- EXERCISE DATA
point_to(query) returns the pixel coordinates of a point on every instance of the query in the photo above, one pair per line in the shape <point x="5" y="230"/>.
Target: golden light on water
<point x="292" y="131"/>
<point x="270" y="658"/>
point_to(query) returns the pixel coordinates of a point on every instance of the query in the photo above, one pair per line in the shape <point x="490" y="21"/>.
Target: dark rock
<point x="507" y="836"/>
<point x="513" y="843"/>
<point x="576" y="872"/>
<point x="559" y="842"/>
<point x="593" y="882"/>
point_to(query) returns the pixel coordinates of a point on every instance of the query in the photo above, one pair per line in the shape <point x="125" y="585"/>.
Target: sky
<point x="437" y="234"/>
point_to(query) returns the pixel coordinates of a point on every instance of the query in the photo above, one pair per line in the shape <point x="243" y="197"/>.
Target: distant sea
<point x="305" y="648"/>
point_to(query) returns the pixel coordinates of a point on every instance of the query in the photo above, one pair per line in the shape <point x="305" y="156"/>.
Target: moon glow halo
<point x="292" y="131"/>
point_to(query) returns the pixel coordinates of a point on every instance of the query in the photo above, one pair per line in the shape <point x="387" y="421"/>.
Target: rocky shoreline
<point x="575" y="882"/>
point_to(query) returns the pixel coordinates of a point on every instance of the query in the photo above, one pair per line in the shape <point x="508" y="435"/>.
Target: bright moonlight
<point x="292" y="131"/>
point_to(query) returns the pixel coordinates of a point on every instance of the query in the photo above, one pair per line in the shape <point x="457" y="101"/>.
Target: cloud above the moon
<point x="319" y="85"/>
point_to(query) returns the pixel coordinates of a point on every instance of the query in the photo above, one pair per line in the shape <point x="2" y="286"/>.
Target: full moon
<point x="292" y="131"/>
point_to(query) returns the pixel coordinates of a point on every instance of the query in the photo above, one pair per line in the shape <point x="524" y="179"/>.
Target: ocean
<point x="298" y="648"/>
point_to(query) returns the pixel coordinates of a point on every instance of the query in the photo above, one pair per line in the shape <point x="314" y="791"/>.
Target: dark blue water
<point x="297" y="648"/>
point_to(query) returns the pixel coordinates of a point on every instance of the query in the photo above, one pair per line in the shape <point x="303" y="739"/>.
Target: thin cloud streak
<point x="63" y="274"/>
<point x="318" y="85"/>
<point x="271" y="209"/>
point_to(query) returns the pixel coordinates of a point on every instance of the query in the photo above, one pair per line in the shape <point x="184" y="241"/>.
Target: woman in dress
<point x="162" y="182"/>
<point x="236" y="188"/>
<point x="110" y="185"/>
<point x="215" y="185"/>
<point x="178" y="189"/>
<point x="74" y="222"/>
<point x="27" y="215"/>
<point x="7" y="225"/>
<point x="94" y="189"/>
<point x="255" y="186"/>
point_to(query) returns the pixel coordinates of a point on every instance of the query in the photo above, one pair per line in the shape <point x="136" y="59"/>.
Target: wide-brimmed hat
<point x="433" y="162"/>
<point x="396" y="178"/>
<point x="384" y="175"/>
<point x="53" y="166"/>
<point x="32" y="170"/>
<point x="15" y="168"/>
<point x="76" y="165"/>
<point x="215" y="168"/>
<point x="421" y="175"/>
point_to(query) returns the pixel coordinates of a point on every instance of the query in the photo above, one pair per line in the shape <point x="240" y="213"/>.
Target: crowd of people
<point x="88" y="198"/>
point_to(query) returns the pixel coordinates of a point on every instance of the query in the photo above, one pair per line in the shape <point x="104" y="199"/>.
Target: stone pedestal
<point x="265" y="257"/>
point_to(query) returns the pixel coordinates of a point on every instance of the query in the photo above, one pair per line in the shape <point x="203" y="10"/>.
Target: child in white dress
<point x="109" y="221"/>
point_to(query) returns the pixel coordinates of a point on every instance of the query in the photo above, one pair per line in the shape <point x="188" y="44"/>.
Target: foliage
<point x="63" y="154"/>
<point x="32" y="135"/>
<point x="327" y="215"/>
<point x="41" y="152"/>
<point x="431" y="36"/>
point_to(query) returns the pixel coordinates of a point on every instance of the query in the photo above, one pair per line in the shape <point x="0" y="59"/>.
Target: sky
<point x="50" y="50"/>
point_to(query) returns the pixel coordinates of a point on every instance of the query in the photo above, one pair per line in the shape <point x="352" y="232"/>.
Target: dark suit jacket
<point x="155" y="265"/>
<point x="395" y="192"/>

- DIRECTIONS FOR THIS TASK
Please transcribe the data shown above in full, exactly as it stands.

- ANSWER TO THIS TASK
point_to(query) returns the pixel coordinates of a point on every instance of the query in the photo above, one pair per line in the shape <point x="5" y="230"/>.
Target: golden light on water
<point x="292" y="131"/>
<point x="270" y="658"/>
point_to(query) returns the pixel coordinates of a point on every instance of the query in the photo above, one pair per line in the shape <point x="490" y="21"/>.
Target: dark rock
<point x="507" y="836"/>
<point x="513" y="843"/>
<point x="576" y="872"/>
<point x="559" y="842"/>
<point x="593" y="882"/>
point_to(query) returns the pixel coordinates of a point on every instance of the query in the photo above, one pair per line in the shape <point x="125" y="585"/>.
Target: sky
<point x="437" y="234"/>
point_to(query) returns the pixel coordinates of a point on every instance of the query in the photo above, one pair per line in the shape <point x="243" y="197"/>.
Target: distant sea
<point x="305" y="648"/>
point_to(query) returns the pixel coordinates of a point on every instance of the query in the photo above, one pair per line in the shape <point x="305" y="156"/>.
Target: moon glow halo
<point x="292" y="131"/>
point_to(query) returns the pixel coordinates of a point on every instance of the query in the photo above, one pair per line in the shape <point x="387" y="421"/>.
Target: rocky shoreline
<point x="575" y="882"/>
point_to(query) returns the pixel coordinates of a point on every instance of the query in the photo above, one pair per line in the shape <point x="508" y="435"/>.
Target: bright moonlight
<point x="292" y="131"/>
point_to(query) returns the pixel coordinates of a point on every instance of the query in the photo above, one pair per line in the shape <point x="457" y="101"/>.
Target: cloud above the moon
<point x="319" y="85"/>
point_to(query) returns the pixel coordinates of a point on every instance of the query in the photo above, one pair per line in the shape <point x="2" y="286"/>.
Target: full moon
<point x="292" y="131"/>
point_to(query) returns the pixel coordinates of a point on every instance of the query in the photo above, one pair per line in the shape <point x="524" y="179"/>.
Target: ocean
<point x="298" y="648"/>
point_to(query) returns the pixel coordinates of a point on every instance of the query in the photo above, one pair per line in the shape <point x="314" y="791"/>.
Target: dark blue water
<point x="297" y="648"/>
point_to(query) returns the pixel coordinates of a point on every instance of the query in the photo above, one pair per line in the shape <point x="303" y="739"/>.
Target: thin cloud streak
<point x="63" y="274"/>
<point x="318" y="85"/>
<point x="271" y="209"/>
point_to(query) returns the pixel coordinates of a point on every instance of the query in the photo above, one pair per line in the shape <point x="184" y="241"/>.
Target: woman in dress
<point x="162" y="182"/>
<point x="236" y="188"/>
<point x="110" y="185"/>
<point x="215" y="185"/>
<point x="178" y="189"/>
<point x="74" y="222"/>
<point x="27" y="215"/>
<point x="7" y="225"/>
<point x="94" y="189"/>
<point x="255" y="186"/>
point_to(query) returns the pixel coordinates of a point on every instance of the query in the photo above, one pair per line in the shape <point x="136" y="59"/>.
Target: wide-brimmed hat
<point x="433" y="162"/>
<point x="396" y="178"/>
<point x="384" y="175"/>
<point x="53" y="166"/>
<point x="32" y="170"/>
<point x="15" y="168"/>
<point x="76" y="165"/>
<point x="215" y="168"/>
<point x="421" y="175"/>
point_to(query) returns the pixel coordinates of a point on every instance of the query in the photo above, one pair per line in the shape <point x="240" y="213"/>.
Target: crowd of people
<point x="88" y="198"/>
point_to(query) returns the pixel coordinates of a point on every instance of the query in the photo above, one pair per line in the shape <point x="104" y="199"/>.
Target: stone pedestal
<point x="265" y="257"/>
point_to(query) returns the pixel coordinates of a point on every instance of the query in the photo above, one pair per line in the shape <point x="203" y="10"/>.
Target: child in white dress
<point x="109" y="221"/>
point_to(query) returns the pixel coordinates of a point on every instance of the query in the photo above, one pair per line in the shape <point x="188" y="44"/>.
Target: foliage
<point x="63" y="154"/>
<point x="32" y="135"/>
<point x="327" y="215"/>
<point x="41" y="152"/>
<point x="431" y="36"/>
point_to(query) returns the pixel coordinates of a point on every instance of the query in the photo above, one pair per line in the shape <point x="0" y="59"/>.
Target: sky
<point x="50" y="50"/>
point_to(query) returns the pixel coordinates of a point on every instance of the query in the photo above, one pair per line in the shape <point x="352" y="232"/>.
Target: dark suit jacket
<point x="155" y="265"/>
<point x="395" y="192"/>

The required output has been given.